**AIM:** Please transcribe the data that follows without the pictures, keeping every word the same.

·····

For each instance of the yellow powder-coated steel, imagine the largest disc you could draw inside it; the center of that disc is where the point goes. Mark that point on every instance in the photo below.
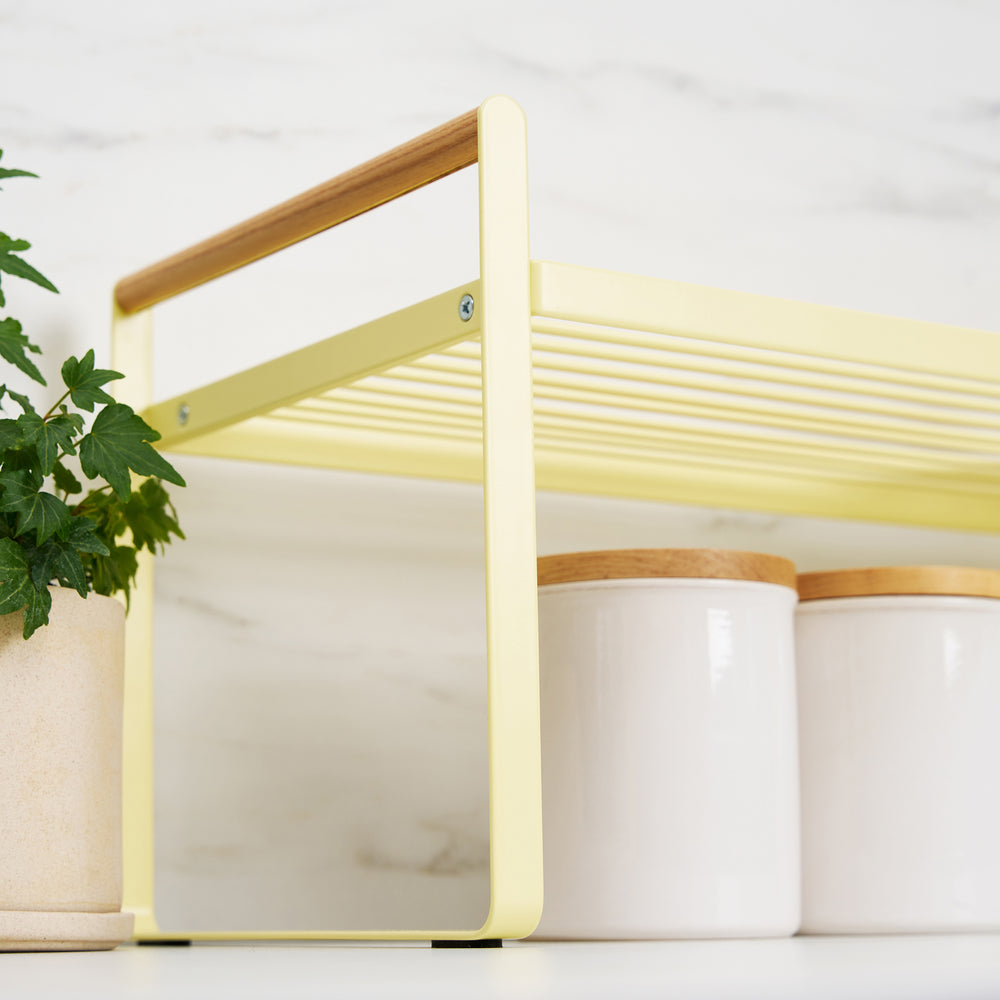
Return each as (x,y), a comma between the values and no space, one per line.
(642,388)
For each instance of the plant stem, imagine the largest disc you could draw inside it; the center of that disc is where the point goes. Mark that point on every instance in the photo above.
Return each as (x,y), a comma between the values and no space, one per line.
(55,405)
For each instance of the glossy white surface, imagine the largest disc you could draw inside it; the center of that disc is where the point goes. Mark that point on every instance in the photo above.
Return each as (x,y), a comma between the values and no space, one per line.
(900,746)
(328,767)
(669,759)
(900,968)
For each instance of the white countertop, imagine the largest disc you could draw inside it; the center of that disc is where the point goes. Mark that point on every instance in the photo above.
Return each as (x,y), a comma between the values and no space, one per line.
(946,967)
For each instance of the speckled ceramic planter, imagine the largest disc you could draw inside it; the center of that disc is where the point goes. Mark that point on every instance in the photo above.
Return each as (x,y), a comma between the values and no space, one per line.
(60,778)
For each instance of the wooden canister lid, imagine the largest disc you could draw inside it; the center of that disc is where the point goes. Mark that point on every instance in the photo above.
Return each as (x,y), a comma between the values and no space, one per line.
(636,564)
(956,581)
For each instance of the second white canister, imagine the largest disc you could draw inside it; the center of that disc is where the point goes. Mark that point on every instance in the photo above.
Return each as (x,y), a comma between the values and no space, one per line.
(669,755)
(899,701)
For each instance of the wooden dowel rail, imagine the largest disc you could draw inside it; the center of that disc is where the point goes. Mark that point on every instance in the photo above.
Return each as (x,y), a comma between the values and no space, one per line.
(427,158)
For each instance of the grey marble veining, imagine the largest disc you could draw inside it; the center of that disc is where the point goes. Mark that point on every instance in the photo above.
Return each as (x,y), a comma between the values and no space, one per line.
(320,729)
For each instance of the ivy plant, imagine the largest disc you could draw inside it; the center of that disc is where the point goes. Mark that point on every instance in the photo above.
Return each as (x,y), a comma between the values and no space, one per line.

·····

**RIGHT ANSWER:**
For each instance of the yellow powder-coated steel, imagine the largest disc you could draw inside it; the center of that disc is where the point goes. Mark that point on every instance in the photo below.
Return each as (x,y), a comma between the values and no space, one per line.
(642,388)
For each instance of the plant stem, imagine the largest disc you could draw inside it; the center of that disc is where the point goes. Mark that point on every instance in the photo above.
Return each as (x,y), a comma between the values and no space, one per line.
(55,405)
For each instance of the glossy white surface, imagine the largest disc you could draw inside it; the center of that disc is where the point goes. Mark that point on every instance in the photo above.
Return each as (x,y), a comma between the values and no space, one per line.
(900,746)
(328,767)
(669,759)
(900,968)
For each instance of the white countertop, imagine the largest disc you could draw inside it; the center of that disc is where the point goes. Mark that point on every instance in the photo above.
Return each as (x,y), a comma between the values and no space, one per line.
(946,967)
For each instance of the speckled ceramic planter, imagine the largest disc you could draw inside it; the center of that disc is where the point goes. Mark that point on every instance in the photo above.
Return each as (x,y), a comma between the values and no space, one per line.
(60,778)
For each instance of the wooden canister lid, imagine the largest disc you could draw inside it; the center of that disc is where the point goes. Mark that point on every instance in the photo above.
Return each as (x,y), a comma between the values and no space, one per line.
(636,564)
(956,581)
For each instance of the second white canister, imagine the largest disc you could draw inside it; the center of that disc is where the point goes. Mark that point on every instance in the photo above.
Return each as (x,y), a comma between the values and no space, one per line.
(669,755)
(899,701)
For each instance of the wooden dowel rail, imagine the largest disc you could draw inside it; the center of that disc is where the point goes. Mark that point on every instance in the photo above.
Return each as (x,y), a comma between the values and no space, one per line.
(427,158)
For each instance of the grey marble veining, imagine the largest disc you could draw inside it; the center of that disc is where the point goes. Mark that point on every instance in the photo above.
Return each as (x,y), a comma between the values and no space, one per line.
(320,729)
For each instance of the ivy plant, imagine the largest disc you could draw inside it; the center of that disc is where the point goes. Mark that point on every instance in the photo above.
Return each as (x,y), a comma between the values and no space, one per line.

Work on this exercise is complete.